→ **Problem set**
a - Answer from the bug report about Fifo underruns:
(i) Who is the assignee?
(ii) What is the priority?
(iii) Which build failed on the affected snb machine?
b - Write the next part of the bug report about Fifo underruns, picking up after its last sentence.
======== Text provided
Bug 93640

Summary:

[BAT ILK SNB IVB bisected] Fifo underruns since CI_DRM_952

Product:

DRI

Reporter:

Daniel Vetter <daniel>

Component:

DRM/Intel

Assignee:

Matt Roper <matthew.d.roper>

Status:

CLOSED FIXED

QA Contact:

Intel GFX Bugs mailing list <intel-gfx-bugs>

Severity:

normal

Priority:

highest

CC:

intel-gfx-bugs

Version:

XOrg git

Hardware:

Other

OS:

All

Whiteboard:

i915 platform:

ILK, IVB, SNB

i915 features:

display/watermark

Attachments:

Description	Flags
dmesg with drm.debug=0xe set before starting the test	none
wm after boot, pipe A underrun from boot-up	none
wm after boot, pipe B underrun due to test	none

Description Daniel Vetter 2016-01-08 08:43:33 UTC

Build 951 was somehow fail on the affected snb machine, so unclear where exactly the regression is.
================
======== Recorded information
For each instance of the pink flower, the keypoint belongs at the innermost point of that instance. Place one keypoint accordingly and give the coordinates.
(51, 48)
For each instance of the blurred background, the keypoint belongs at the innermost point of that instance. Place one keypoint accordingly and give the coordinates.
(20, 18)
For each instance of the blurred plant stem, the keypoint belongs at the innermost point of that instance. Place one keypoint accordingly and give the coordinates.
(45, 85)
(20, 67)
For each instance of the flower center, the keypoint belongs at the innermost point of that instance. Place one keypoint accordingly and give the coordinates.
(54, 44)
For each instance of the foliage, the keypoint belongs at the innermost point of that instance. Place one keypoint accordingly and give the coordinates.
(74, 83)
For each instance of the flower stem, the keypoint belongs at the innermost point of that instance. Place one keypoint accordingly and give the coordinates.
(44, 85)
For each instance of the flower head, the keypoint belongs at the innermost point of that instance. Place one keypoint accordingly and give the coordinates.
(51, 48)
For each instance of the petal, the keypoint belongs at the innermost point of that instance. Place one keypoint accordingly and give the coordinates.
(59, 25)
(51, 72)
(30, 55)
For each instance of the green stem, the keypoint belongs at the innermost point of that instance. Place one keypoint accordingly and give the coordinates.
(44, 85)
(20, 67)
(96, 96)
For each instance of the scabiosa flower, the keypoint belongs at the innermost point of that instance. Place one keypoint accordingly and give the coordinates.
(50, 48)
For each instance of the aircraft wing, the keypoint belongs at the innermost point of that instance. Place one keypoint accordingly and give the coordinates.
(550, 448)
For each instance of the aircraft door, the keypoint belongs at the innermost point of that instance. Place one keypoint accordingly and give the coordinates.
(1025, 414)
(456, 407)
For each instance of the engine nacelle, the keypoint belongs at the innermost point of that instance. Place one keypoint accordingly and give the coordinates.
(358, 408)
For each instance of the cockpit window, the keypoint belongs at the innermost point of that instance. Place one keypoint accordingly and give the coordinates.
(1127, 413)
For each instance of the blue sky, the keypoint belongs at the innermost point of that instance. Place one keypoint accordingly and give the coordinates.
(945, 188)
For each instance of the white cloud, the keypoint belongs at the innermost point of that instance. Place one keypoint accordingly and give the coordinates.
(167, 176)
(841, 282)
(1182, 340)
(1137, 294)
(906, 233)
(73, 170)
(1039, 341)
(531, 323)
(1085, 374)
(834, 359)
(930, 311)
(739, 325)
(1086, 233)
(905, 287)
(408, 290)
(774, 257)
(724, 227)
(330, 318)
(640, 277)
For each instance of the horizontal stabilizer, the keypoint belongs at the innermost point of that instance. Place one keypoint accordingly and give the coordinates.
================
→ **Answers to the exercise**
a -
(i) Matt Roper
(ii) Highest
(iii) Build 951

b -
Machine name is snb-dellxps. Affected testecases (from a quick look 100% reproducible):

igt@kms_pipe_crc_basic@suspend-read-crc-pipe-b
igt@kms_pipe_crc_basic@read-crc-pipe-b
igt@kms_flip@basic-plain-flip
igt@kms_flip@basic-flip-vs-wf_vblank
igt@drv_module_reload_basic
	
Assigning to Matt Roper since most likely this is fallout from the wm rework.

Comment 1 Matt Roper 2016-01-09 02:02:44 UTC

Untested, but does the following patch solve the problem?  The immediate bug is that we don't drop locks in the error case.  But I'm unclear why we're hitting the error condition in the first place.  Is there a way to get logs with drm.debug out of the CI system?  Or to submit a patch directly to CI for testing without posting it on the mailing list?


diff --git a/drivers/gpu/drm/i915/intel_display.c b/drivers/gpu/drm/i915/intel_display.c
index 391cc7f..075df0c 100644
--- a/drivers/gpu/drm/i915/intel_display.c
+++ b/drivers/gpu/drm/i915/intel_display.c
@@ -15317,7 +15317,7 @@ retry:
 
        state = drm_atomic_helper_duplicate_state(dev, &ctx);
        if (WARN_ON(IS_ERR(state)))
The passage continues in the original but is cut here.